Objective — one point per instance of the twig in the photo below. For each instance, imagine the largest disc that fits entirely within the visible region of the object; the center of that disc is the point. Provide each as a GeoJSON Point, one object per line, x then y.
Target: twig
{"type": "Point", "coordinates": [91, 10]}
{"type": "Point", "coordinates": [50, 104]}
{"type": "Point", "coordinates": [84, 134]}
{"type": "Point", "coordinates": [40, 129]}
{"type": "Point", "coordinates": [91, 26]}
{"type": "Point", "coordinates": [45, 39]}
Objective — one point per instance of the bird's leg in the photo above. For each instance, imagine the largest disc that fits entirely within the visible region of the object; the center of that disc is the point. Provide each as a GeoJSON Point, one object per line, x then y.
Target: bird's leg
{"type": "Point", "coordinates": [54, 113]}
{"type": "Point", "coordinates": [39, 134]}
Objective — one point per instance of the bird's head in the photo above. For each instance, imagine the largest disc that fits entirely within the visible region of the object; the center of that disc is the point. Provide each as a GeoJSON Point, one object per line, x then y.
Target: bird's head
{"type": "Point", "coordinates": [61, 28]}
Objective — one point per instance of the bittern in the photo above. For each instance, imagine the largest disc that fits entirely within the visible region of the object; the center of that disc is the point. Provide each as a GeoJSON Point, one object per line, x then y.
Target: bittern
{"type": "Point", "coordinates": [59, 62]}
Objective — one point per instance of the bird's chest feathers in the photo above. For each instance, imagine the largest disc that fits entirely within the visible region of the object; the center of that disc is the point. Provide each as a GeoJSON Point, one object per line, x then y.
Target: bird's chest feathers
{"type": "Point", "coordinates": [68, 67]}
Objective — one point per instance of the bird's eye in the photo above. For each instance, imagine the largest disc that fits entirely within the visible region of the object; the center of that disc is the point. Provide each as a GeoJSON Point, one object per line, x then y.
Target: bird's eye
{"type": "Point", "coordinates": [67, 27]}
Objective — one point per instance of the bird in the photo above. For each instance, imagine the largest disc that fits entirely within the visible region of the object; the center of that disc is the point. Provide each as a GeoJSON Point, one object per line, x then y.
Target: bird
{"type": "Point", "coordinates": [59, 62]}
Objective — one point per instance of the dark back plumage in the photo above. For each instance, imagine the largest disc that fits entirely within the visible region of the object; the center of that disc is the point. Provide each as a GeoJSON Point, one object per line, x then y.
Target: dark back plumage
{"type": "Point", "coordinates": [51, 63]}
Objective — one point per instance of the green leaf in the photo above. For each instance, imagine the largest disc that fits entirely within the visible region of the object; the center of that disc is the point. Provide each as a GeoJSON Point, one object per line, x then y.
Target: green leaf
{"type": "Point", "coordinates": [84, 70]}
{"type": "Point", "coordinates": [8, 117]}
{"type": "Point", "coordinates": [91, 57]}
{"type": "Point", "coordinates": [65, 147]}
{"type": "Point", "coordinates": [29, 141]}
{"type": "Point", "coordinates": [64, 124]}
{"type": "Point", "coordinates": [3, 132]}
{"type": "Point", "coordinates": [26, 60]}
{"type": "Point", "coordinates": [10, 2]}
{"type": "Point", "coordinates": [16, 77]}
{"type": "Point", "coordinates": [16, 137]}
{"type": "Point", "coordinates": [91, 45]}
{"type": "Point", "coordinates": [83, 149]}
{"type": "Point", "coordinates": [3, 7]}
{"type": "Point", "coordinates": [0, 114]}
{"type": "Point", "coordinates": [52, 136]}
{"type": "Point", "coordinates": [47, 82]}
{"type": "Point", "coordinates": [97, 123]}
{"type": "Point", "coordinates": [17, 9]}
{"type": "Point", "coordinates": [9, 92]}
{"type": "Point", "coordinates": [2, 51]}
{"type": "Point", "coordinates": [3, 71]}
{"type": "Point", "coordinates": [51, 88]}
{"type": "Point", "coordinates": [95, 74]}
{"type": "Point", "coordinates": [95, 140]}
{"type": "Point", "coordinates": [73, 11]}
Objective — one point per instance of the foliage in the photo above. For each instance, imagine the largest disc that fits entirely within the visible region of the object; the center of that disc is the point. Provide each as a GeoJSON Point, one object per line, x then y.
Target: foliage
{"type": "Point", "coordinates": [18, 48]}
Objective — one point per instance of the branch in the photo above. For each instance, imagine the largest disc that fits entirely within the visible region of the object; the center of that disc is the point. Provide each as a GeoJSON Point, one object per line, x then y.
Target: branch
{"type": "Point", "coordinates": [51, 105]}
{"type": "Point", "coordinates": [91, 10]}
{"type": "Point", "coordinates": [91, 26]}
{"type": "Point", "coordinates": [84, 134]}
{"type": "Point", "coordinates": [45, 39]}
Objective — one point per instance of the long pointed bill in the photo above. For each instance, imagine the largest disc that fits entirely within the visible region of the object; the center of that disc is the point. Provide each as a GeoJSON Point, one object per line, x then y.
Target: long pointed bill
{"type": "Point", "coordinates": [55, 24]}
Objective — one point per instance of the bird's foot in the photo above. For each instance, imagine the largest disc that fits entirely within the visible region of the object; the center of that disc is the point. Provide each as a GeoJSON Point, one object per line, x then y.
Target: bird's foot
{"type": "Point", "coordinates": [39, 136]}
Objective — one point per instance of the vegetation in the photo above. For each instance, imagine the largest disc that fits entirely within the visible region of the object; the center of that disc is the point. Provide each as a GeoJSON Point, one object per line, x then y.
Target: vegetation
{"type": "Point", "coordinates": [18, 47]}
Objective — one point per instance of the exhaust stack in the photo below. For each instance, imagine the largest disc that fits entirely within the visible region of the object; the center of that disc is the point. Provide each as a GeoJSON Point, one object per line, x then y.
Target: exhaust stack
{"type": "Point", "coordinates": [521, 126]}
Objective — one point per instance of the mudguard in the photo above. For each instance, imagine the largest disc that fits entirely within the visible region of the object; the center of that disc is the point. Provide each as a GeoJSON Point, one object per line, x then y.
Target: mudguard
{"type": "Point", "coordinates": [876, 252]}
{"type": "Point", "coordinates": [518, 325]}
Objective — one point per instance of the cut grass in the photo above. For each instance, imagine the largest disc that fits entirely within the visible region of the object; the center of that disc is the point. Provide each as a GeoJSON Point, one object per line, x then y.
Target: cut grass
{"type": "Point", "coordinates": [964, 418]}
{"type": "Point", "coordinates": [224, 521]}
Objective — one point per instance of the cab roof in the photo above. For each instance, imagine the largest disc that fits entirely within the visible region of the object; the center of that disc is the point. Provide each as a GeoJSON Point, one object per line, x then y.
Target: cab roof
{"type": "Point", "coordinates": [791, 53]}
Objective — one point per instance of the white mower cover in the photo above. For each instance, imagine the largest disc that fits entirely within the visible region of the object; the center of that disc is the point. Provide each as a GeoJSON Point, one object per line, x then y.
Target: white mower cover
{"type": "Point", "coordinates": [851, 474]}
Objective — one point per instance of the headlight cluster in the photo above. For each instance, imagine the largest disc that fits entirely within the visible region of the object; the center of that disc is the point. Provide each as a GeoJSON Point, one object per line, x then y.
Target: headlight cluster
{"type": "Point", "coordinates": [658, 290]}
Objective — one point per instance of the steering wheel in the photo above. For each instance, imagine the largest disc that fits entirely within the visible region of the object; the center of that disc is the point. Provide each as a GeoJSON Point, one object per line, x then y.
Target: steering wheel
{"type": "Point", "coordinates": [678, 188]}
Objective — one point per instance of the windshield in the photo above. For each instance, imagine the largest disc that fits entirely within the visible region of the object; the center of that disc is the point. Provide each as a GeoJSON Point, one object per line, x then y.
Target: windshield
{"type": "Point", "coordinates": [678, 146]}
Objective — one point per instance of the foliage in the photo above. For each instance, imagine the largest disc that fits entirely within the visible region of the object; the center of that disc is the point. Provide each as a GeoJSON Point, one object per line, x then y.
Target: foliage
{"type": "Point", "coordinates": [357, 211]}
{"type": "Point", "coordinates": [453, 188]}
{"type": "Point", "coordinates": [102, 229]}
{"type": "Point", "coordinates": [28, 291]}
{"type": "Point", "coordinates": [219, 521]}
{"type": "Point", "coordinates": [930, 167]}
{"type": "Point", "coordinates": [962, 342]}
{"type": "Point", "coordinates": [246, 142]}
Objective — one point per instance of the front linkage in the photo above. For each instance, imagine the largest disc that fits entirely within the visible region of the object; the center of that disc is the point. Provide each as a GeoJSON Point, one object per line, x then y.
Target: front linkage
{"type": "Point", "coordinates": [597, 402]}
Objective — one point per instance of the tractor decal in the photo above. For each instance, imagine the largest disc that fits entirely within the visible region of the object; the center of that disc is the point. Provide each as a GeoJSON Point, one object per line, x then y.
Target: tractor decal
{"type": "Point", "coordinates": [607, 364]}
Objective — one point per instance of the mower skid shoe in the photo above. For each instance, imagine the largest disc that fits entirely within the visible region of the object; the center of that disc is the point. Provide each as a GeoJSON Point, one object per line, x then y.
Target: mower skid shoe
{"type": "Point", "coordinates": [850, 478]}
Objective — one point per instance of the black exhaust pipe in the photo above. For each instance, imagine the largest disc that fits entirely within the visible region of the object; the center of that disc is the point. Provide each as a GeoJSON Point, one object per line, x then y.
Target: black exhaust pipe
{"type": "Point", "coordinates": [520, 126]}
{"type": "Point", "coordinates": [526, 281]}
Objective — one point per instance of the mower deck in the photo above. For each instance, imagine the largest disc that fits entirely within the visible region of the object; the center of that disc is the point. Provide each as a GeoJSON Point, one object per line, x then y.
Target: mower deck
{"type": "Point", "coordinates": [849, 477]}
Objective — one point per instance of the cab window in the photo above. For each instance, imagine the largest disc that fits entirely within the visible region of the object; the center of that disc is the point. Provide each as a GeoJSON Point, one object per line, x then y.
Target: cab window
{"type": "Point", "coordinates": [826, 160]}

WHAT THIS TASK INVOLVES |
Please rewrite the listing above as a numbered list, covering everything from the line containing "Objective — one point per instance of the bird's chest" down to the line containing "Target: bird's chest feathers", both included, with blank lines left out.

EXERCISE OUTPUT |
1. Objective — one point per instance of the bird's chest feathers in the photo above. For each instance, imagine the largest disc that fits entirely within the visible region of the object; the center of that disc is the point. Provide each as a GeoJSON Point, one object per line, x then y.
2. Target: bird's chest feathers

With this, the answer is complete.